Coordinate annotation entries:
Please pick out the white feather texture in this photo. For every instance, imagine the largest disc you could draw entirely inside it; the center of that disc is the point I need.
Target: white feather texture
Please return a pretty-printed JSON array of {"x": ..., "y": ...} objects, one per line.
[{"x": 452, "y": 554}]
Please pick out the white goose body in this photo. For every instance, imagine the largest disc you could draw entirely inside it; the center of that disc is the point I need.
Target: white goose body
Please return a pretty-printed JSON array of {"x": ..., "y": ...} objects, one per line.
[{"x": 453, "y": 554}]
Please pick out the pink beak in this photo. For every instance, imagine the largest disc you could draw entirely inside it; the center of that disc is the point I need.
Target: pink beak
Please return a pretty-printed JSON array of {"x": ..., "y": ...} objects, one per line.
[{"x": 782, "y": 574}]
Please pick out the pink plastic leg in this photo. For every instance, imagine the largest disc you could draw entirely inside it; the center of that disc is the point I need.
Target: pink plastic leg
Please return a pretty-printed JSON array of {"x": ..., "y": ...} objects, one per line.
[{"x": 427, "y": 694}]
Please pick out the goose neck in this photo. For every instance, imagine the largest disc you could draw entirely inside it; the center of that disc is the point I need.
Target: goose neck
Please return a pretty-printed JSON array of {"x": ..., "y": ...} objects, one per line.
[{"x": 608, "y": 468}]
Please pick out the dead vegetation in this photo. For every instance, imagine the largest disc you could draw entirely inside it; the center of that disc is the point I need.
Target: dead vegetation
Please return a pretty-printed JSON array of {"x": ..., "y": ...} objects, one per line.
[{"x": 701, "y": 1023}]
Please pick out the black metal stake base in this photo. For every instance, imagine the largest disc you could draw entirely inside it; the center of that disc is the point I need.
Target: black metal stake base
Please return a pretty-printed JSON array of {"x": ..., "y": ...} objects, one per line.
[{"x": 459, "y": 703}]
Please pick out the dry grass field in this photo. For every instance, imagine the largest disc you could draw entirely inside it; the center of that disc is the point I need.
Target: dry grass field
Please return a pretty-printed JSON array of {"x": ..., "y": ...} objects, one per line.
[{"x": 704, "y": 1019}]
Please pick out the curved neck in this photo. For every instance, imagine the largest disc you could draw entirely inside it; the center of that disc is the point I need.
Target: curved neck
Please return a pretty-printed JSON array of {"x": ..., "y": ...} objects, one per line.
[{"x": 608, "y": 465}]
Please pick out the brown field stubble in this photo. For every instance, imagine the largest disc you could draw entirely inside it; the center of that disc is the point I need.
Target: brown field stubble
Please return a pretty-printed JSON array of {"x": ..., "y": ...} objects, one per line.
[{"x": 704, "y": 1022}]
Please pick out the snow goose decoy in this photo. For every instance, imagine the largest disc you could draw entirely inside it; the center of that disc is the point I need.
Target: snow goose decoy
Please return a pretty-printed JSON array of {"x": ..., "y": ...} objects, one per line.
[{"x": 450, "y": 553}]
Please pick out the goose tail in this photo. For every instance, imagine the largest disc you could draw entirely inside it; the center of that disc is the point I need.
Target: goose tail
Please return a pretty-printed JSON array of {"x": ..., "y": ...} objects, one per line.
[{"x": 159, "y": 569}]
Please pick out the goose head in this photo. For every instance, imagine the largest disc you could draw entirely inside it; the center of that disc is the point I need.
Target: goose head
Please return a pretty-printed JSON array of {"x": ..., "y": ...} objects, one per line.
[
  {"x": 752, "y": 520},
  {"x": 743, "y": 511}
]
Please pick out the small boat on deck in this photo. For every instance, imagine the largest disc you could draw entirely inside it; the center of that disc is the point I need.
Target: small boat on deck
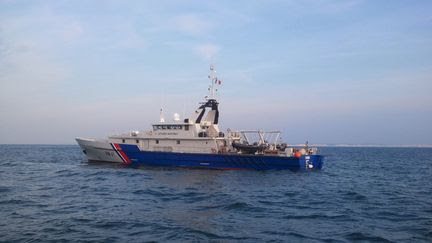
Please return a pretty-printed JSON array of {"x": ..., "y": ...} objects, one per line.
[{"x": 198, "y": 142}]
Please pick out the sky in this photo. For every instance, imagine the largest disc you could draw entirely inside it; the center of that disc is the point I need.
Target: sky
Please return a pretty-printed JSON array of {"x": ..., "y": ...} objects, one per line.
[{"x": 326, "y": 71}]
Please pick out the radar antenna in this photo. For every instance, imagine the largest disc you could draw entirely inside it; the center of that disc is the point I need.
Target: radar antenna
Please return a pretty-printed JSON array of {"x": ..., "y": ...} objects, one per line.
[{"x": 214, "y": 83}]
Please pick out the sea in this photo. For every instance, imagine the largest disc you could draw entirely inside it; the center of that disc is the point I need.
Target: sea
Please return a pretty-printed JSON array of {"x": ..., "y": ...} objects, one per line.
[{"x": 51, "y": 193}]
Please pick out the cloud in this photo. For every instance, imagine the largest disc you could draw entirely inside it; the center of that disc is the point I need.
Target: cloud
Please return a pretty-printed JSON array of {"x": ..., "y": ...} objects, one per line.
[
  {"x": 208, "y": 50},
  {"x": 192, "y": 24}
]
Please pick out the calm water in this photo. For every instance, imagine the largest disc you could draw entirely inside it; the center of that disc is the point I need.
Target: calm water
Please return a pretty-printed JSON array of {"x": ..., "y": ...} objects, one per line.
[{"x": 51, "y": 193}]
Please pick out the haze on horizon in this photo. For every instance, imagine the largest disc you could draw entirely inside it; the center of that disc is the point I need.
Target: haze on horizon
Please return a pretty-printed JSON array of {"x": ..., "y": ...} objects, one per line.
[{"x": 352, "y": 71}]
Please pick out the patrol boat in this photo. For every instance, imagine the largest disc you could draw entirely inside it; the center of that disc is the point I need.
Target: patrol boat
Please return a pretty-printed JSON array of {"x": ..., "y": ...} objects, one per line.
[{"x": 198, "y": 142}]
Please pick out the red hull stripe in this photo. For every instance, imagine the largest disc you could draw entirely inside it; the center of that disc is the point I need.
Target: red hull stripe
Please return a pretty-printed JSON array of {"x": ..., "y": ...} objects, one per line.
[{"x": 122, "y": 154}]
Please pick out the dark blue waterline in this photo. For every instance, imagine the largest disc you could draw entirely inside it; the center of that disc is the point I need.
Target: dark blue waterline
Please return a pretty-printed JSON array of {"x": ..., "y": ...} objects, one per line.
[{"x": 51, "y": 193}]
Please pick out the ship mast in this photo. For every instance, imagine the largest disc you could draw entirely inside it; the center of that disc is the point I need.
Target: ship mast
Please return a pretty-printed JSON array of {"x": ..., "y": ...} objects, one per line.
[{"x": 214, "y": 82}]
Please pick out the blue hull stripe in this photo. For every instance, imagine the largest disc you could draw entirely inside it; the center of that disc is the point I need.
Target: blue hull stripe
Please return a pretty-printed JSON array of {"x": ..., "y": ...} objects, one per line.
[{"x": 221, "y": 161}]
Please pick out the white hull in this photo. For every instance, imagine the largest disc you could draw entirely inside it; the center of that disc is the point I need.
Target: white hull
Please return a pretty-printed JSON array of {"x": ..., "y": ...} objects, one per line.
[{"x": 98, "y": 150}]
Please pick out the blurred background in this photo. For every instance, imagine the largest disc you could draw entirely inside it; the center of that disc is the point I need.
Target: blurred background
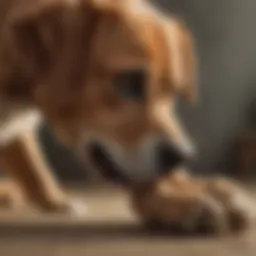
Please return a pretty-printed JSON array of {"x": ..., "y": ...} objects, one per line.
[{"x": 223, "y": 122}]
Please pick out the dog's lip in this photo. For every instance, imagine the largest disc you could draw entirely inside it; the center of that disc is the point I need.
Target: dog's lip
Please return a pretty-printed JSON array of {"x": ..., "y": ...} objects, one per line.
[{"x": 106, "y": 165}]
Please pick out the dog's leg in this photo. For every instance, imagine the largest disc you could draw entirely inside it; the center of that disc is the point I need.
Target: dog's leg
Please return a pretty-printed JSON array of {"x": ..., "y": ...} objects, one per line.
[{"x": 23, "y": 159}]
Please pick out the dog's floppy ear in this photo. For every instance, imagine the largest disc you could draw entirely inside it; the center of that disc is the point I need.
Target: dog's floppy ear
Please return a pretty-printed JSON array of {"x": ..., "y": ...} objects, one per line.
[
  {"x": 29, "y": 37},
  {"x": 181, "y": 58}
]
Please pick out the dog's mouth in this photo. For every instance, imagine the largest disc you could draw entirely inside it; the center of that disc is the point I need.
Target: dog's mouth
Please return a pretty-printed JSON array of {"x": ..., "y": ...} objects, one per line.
[{"x": 105, "y": 164}]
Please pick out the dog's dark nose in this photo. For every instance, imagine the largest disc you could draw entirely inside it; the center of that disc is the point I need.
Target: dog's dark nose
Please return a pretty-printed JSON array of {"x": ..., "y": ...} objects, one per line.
[{"x": 168, "y": 157}]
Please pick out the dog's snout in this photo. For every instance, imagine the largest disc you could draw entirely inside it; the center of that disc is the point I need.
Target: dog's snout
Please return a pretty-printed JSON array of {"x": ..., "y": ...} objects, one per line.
[{"x": 168, "y": 156}]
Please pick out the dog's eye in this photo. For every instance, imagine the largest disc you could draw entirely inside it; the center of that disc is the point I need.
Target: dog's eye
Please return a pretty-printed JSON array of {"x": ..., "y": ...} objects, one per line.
[{"x": 131, "y": 84}]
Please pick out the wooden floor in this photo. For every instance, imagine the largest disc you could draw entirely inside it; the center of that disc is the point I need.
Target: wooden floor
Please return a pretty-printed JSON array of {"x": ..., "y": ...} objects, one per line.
[{"x": 109, "y": 228}]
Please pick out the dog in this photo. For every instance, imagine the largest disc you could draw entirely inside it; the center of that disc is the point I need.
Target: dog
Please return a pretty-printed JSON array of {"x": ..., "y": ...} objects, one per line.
[{"x": 105, "y": 75}]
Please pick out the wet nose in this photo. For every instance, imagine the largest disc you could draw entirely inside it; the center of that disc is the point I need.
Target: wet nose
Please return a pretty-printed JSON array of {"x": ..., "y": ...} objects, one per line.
[{"x": 169, "y": 157}]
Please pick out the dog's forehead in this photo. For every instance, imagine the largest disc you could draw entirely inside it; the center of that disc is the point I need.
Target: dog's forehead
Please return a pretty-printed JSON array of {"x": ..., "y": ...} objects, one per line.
[{"x": 133, "y": 36}]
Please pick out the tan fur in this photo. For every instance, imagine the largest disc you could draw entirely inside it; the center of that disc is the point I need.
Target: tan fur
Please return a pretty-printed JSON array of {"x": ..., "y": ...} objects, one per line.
[
  {"x": 192, "y": 202},
  {"x": 59, "y": 57}
]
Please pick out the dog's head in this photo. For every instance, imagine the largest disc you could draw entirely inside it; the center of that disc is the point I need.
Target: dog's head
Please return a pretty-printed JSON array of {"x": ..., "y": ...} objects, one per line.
[{"x": 105, "y": 74}]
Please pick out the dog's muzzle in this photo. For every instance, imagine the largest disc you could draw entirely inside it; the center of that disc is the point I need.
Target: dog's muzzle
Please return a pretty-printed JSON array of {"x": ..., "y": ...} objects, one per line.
[{"x": 165, "y": 158}]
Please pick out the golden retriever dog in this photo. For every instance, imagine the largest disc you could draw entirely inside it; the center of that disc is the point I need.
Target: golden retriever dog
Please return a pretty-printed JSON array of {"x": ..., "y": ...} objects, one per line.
[{"x": 105, "y": 75}]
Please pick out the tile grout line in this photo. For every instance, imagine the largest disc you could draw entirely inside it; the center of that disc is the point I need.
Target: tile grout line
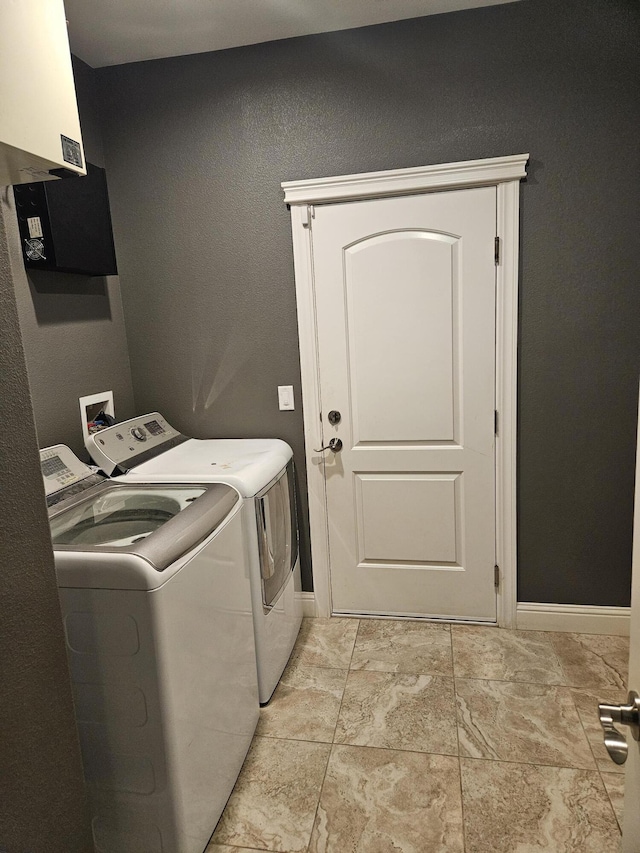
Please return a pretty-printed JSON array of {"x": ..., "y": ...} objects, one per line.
[
  {"x": 331, "y": 745},
  {"x": 455, "y": 710},
  {"x": 595, "y": 757}
]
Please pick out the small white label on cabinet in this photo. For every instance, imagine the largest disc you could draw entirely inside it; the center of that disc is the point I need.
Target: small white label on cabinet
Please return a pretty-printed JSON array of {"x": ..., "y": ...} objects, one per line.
[
  {"x": 35, "y": 226},
  {"x": 285, "y": 398}
]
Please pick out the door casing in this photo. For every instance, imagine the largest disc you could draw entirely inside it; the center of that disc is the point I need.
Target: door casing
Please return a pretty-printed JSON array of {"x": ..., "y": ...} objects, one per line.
[{"x": 505, "y": 173}]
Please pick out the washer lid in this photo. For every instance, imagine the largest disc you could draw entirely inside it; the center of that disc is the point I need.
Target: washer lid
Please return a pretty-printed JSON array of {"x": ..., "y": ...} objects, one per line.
[
  {"x": 248, "y": 464},
  {"x": 159, "y": 523}
]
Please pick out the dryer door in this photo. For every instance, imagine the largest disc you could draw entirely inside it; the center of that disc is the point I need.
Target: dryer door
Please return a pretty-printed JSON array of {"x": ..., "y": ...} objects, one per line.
[{"x": 277, "y": 534}]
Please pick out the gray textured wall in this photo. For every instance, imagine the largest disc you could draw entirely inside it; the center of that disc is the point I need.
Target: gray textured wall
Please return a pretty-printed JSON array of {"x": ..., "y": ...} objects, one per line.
[
  {"x": 72, "y": 326},
  {"x": 42, "y": 795},
  {"x": 196, "y": 148}
]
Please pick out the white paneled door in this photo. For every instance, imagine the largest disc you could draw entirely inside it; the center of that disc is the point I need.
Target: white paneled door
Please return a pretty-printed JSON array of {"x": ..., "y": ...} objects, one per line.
[{"x": 405, "y": 298}]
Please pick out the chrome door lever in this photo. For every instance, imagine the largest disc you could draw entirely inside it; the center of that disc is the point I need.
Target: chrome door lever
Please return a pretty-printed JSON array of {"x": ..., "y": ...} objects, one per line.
[
  {"x": 626, "y": 715},
  {"x": 335, "y": 444}
]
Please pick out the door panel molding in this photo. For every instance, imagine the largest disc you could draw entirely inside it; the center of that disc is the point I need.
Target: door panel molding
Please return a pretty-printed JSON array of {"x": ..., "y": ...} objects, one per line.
[{"x": 505, "y": 174}]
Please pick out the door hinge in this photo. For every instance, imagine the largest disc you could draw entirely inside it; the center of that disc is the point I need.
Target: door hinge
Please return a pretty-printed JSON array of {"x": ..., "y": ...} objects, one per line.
[{"x": 308, "y": 213}]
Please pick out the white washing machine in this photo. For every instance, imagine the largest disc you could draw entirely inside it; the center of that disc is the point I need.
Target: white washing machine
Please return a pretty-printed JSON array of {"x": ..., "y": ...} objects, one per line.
[
  {"x": 156, "y": 602},
  {"x": 149, "y": 449}
]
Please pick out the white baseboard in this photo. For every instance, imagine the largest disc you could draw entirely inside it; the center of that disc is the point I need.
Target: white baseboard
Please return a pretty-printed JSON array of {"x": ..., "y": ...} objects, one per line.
[
  {"x": 531, "y": 616},
  {"x": 308, "y": 603},
  {"x": 574, "y": 618}
]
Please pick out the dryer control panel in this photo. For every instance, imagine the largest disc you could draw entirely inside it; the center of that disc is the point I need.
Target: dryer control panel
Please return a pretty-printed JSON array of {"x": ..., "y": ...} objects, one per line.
[
  {"x": 122, "y": 446},
  {"x": 61, "y": 468}
]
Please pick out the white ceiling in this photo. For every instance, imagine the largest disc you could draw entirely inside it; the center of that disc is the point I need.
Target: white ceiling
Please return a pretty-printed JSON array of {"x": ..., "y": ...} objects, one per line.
[{"x": 111, "y": 32}]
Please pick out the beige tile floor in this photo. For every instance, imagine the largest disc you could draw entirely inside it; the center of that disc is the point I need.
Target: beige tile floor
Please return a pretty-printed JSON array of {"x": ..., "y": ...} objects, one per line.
[{"x": 406, "y": 737}]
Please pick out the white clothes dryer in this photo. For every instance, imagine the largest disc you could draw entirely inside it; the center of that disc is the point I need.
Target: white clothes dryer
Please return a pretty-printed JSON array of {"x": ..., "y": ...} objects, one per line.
[
  {"x": 156, "y": 603},
  {"x": 148, "y": 449}
]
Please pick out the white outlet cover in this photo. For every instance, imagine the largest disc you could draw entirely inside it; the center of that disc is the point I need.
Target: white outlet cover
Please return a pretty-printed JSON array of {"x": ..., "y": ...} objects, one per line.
[{"x": 285, "y": 398}]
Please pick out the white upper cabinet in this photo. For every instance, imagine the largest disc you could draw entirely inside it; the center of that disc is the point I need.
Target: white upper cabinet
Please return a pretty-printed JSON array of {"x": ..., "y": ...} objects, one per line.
[{"x": 39, "y": 124}]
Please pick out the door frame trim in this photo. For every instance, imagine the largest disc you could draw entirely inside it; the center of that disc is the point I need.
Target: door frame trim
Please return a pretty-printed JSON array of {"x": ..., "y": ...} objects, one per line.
[{"x": 505, "y": 173}]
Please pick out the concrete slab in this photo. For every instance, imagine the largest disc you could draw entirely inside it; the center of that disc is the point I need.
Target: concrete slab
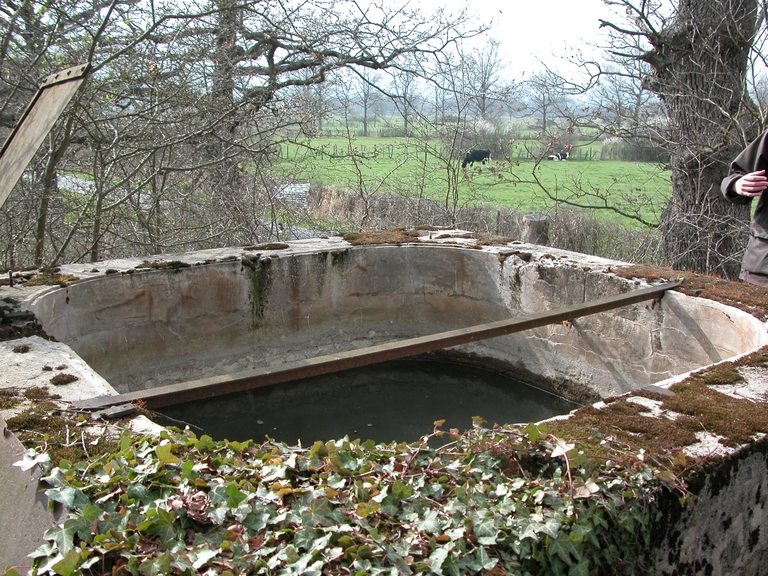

▸ Directive
Which lines of the records contain the string "boat"? Extract each of them, treating case as significant.

▸ Correct answer
Please pick out the small boat on deck in this photo. For every instance, imagine the largest disc you could draw entirely inside it; the center of that disc is the point I need.
Target: small boat on deck
Please pick out the patrol boat in this photo. For every instance, imagine the largest disc you could draw entirely inside it; the center of that disc is the point I need.
Target: patrol boat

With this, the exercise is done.